- _Data to use_
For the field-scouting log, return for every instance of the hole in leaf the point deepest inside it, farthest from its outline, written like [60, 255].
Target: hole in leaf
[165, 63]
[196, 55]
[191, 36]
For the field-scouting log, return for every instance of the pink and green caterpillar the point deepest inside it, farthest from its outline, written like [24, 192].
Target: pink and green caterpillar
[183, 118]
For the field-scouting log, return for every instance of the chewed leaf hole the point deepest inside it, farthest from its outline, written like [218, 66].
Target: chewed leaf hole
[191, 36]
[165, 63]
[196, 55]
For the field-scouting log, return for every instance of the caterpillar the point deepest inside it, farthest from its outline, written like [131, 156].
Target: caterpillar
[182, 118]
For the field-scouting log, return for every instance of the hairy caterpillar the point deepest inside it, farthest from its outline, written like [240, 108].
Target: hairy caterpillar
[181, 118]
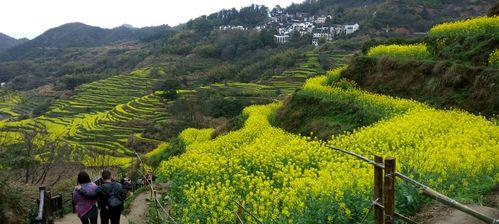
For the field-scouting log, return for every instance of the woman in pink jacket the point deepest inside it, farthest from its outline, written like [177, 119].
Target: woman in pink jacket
[85, 208]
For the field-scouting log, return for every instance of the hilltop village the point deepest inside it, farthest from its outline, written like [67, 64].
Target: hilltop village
[286, 25]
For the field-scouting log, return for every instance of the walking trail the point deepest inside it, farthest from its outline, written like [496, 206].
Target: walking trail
[137, 213]
[439, 214]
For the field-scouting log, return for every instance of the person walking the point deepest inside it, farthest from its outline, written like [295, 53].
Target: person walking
[111, 196]
[85, 208]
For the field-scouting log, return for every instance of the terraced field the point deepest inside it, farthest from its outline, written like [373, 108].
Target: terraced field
[100, 118]
[8, 102]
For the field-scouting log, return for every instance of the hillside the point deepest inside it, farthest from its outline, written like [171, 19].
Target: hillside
[229, 119]
[400, 17]
[78, 35]
[280, 176]
[8, 42]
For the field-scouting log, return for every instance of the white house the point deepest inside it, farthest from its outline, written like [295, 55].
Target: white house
[321, 20]
[318, 35]
[349, 29]
[282, 39]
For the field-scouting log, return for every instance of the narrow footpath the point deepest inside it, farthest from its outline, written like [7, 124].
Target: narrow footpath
[137, 213]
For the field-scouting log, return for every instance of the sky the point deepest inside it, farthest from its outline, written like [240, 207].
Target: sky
[30, 18]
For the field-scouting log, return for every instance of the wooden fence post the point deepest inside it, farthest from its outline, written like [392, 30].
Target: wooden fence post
[239, 214]
[389, 190]
[378, 191]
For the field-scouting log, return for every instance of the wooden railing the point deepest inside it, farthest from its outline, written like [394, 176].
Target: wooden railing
[384, 191]
[48, 207]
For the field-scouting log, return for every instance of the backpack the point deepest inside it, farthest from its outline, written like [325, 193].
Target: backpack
[113, 201]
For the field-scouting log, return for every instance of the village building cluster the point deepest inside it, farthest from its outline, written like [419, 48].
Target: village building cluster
[304, 24]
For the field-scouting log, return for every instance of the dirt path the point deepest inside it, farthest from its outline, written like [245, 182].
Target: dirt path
[73, 219]
[139, 207]
[439, 214]
[137, 213]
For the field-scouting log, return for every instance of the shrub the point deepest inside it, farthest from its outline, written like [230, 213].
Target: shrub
[494, 59]
[413, 51]
[471, 27]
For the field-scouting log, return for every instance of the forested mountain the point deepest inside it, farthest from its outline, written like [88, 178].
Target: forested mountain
[77, 48]
[79, 35]
[8, 42]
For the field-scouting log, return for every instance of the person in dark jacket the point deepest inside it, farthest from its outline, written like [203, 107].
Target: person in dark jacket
[85, 208]
[111, 196]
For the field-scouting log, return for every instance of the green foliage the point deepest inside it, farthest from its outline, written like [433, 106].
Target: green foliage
[407, 52]
[442, 84]
[219, 106]
[471, 41]
[494, 59]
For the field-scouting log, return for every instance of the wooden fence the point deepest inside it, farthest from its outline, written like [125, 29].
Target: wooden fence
[48, 207]
[385, 176]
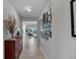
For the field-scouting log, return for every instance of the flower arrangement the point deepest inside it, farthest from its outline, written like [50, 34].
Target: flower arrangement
[9, 24]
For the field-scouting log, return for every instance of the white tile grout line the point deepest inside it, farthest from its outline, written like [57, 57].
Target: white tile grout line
[43, 53]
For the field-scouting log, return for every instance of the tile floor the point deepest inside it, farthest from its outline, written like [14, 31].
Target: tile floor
[30, 50]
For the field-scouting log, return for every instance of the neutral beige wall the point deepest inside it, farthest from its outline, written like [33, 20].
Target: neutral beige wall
[8, 9]
[62, 45]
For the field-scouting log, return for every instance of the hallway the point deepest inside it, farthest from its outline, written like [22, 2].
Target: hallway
[30, 50]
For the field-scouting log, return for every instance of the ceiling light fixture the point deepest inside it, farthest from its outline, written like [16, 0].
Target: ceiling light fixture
[28, 9]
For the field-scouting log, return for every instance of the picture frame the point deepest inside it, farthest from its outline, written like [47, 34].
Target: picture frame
[73, 17]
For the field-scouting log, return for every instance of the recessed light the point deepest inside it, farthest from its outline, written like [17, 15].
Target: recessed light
[28, 9]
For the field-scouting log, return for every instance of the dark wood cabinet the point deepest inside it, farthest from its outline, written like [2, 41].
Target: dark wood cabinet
[13, 48]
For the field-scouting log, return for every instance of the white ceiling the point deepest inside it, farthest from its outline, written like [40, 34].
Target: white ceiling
[37, 7]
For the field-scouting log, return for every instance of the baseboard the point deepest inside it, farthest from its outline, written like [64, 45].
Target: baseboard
[43, 53]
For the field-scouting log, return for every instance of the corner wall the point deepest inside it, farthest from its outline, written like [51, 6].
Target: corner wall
[62, 45]
[8, 9]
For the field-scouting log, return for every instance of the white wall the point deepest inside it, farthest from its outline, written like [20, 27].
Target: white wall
[8, 9]
[62, 45]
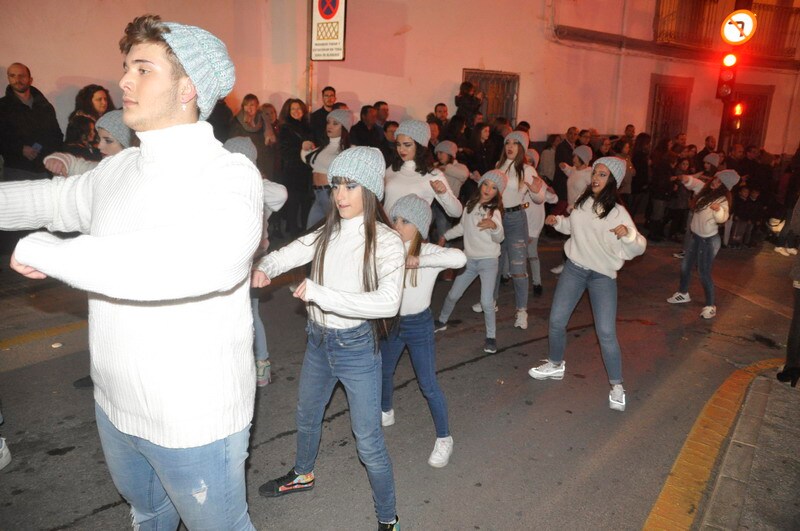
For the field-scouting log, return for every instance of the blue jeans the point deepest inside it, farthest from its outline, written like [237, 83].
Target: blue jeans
[259, 333]
[572, 282]
[486, 268]
[319, 210]
[350, 356]
[415, 332]
[203, 486]
[515, 249]
[700, 250]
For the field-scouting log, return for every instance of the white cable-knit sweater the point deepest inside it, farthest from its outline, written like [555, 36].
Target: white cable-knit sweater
[169, 230]
[408, 181]
[593, 245]
[341, 302]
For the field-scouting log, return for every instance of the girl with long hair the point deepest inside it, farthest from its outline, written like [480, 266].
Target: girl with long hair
[414, 329]
[710, 208]
[357, 266]
[336, 140]
[482, 229]
[602, 237]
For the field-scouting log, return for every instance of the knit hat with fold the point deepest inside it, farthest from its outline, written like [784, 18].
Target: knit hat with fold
[360, 164]
[415, 210]
[205, 60]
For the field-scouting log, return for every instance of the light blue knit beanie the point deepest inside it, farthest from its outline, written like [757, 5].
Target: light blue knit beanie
[615, 165]
[343, 116]
[415, 210]
[206, 61]
[419, 131]
[112, 122]
[499, 178]
[360, 164]
[243, 145]
[521, 137]
[448, 147]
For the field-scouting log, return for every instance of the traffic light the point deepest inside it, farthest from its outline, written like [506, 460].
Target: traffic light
[737, 112]
[727, 77]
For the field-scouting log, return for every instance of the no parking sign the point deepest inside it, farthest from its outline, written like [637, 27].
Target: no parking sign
[327, 30]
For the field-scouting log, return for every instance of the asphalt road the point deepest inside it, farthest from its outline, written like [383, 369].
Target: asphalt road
[528, 454]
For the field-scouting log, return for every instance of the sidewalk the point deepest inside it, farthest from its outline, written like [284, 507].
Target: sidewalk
[757, 482]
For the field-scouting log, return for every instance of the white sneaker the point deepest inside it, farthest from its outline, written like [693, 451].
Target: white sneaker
[709, 312]
[679, 298]
[477, 308]
[441, 453]
[522, 319]
[548, 371]
[782, 251]
[616, 398]
[5, 454]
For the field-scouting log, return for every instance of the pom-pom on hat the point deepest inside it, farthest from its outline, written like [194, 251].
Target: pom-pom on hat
[243, 145]
[499, 178]
[615, 165]
[362, 165]
[415, 210]
[728, 177]
[584, 153]
[206, 61]
[520, 137]
[112, 122]
[533, 157]
[712, 158]
[416, 129]
[342, 116]
[447, 147]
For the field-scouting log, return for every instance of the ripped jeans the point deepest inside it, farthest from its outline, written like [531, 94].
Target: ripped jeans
[515, 249]
[203, 486]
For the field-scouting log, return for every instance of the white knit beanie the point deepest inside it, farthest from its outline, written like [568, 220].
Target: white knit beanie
[206, 61]
[360, 164]
[415, 210]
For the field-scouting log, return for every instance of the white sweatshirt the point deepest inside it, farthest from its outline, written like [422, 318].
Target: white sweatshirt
[323, 159]
[341, 302]
[408, 181]
[432, 260]
[515, 191]
[705, 222]
[478, 243]
[169, 230]
[593, 245]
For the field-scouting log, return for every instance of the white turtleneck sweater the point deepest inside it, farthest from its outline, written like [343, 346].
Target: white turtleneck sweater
[408, 181]
[593, 245]
[323, 159]
[341, 302]
[169, 230]
[432, 260]
[515, 191]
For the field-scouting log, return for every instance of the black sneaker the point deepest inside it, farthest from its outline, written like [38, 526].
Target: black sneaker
[390, 527]
[490, 346]
[287, 484]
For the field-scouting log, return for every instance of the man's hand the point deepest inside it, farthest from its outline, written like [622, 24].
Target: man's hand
[259, 279]
[25, 271]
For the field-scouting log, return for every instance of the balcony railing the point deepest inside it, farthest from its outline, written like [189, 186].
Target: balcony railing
[696, 23]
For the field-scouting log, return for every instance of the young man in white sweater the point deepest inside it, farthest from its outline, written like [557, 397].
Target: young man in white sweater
[168, 233]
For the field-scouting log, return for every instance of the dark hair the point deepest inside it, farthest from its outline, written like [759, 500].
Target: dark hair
[373, 214]
[149, 29]
[84, 105]
[605, 200]
[422, 158]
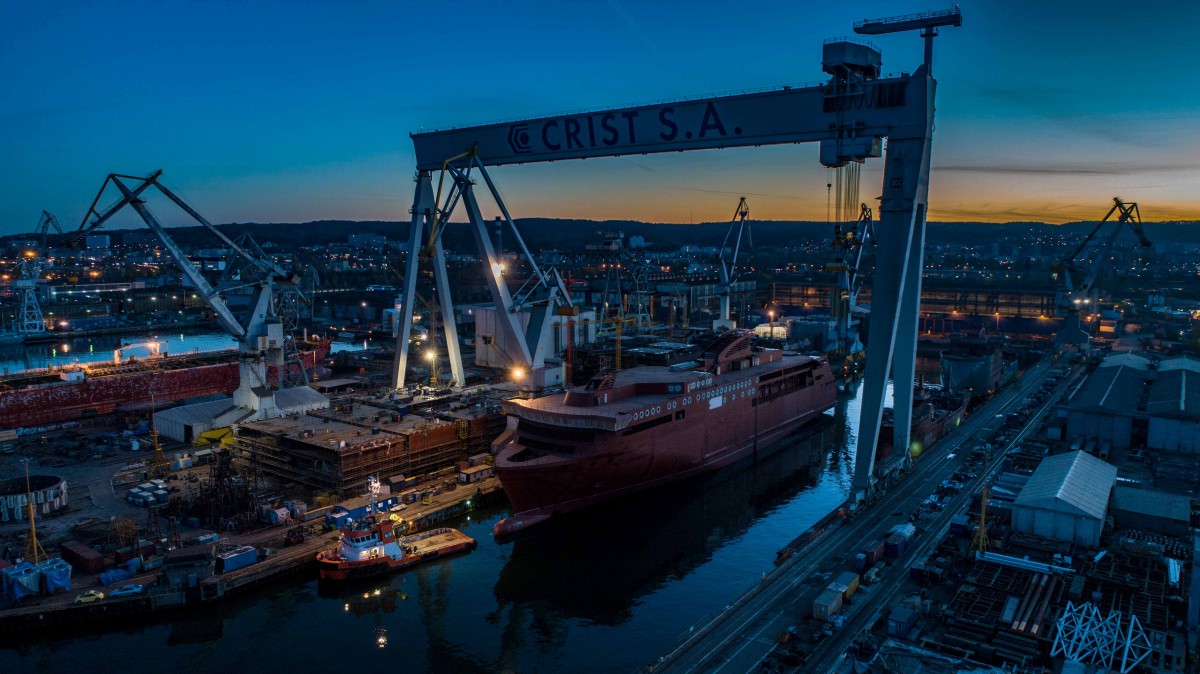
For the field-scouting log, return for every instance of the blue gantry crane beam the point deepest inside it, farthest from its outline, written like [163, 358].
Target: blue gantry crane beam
[849, 115]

- _What needs to be done_
Repeat the rows verbatim, from the line containing "like [343, 346]." through the end of the rows, inclusive. Leave the pictures out of your answer.

- _The reply_
For the field-scouting log, return for every instance of the white turtleneck sweater the point deepest inside it, farthest from its outline, written like [343, 346].
Target: white turtleneck sweater
[408, 181]
[593, 245]
[323, 159]
[341, 302]
[169, 230]
[432, 260]
[515, 191]
For the field-scouting log, return for every instance of the black sneaker the point deepest inside it, farthest from its outline, written like [38, 526].
Target: black sneaker
[390, 527]
[490, 346]
[287, 484]
For the field-scouting log, return for every instance of the man's hand the point deepest inside it, farthest from its outline, written like [622, 24].
Target: man's hand
[259, 279]
[25, 271]
For the field-scouting log, return for every instance of the balcony railing the point deepest inside it, farthest from its outline, written like [189, 186].
Target: balcony railing
[696, 23]
For the field-scouting log, return for every instance of the young man in white sweater the point deepest inside it, farthest from its outline, written like [557, 397].
Target: young man in white sweater
[168, 233]
For the field-scouting log, return for every instance of the dark hair the point deepest inside it, farthest from its outline, written like [759, 500].
Target: dark hair
[373, 214]
[149, 29]
[84, 105]
[605, 200]
[422, 158]
For the field-scouting log, return for every instance of the blue gantry crane beam the point deepest inside it, farthest from its outline, written like [163, 358].
Target: blue gantry crane beam
[849, 115]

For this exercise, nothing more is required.